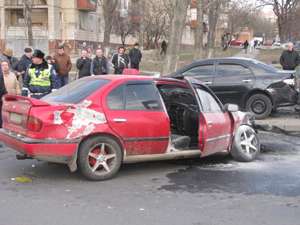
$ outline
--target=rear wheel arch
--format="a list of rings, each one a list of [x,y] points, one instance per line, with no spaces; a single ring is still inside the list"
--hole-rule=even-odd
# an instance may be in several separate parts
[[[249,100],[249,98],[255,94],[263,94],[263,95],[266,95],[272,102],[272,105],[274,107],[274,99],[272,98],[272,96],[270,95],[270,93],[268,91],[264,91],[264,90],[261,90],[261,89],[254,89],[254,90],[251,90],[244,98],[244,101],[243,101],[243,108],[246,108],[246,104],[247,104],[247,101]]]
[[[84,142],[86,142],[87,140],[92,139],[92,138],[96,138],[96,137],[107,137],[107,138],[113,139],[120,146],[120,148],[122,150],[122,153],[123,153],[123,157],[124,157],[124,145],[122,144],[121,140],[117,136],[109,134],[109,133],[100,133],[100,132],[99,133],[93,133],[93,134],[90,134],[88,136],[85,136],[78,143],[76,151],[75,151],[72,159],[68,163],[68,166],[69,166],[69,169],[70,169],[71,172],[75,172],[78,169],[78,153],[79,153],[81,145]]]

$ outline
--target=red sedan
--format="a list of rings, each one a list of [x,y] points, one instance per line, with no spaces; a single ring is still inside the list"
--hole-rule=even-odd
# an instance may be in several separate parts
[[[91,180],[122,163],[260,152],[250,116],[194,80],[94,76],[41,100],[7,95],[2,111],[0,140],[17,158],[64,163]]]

----------

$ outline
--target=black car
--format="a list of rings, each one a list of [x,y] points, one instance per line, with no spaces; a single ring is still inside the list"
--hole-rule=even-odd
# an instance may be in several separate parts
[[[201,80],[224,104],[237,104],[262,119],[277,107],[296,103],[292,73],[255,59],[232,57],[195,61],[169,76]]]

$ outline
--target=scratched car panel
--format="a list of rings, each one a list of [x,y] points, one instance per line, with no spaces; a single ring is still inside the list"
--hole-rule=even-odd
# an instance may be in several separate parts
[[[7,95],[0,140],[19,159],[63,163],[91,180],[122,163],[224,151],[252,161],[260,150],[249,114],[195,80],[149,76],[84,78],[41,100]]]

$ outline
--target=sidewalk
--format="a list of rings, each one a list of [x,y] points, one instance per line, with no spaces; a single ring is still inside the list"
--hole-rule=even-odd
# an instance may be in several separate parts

----------

Problem:
Gather every line of the listing above that contains the string "target", and copy each one in full.

Exercise solution:
--target=rear wheel arch
--target=red sedan
--target=black car
--target=scratched car panel
--target=sidewalk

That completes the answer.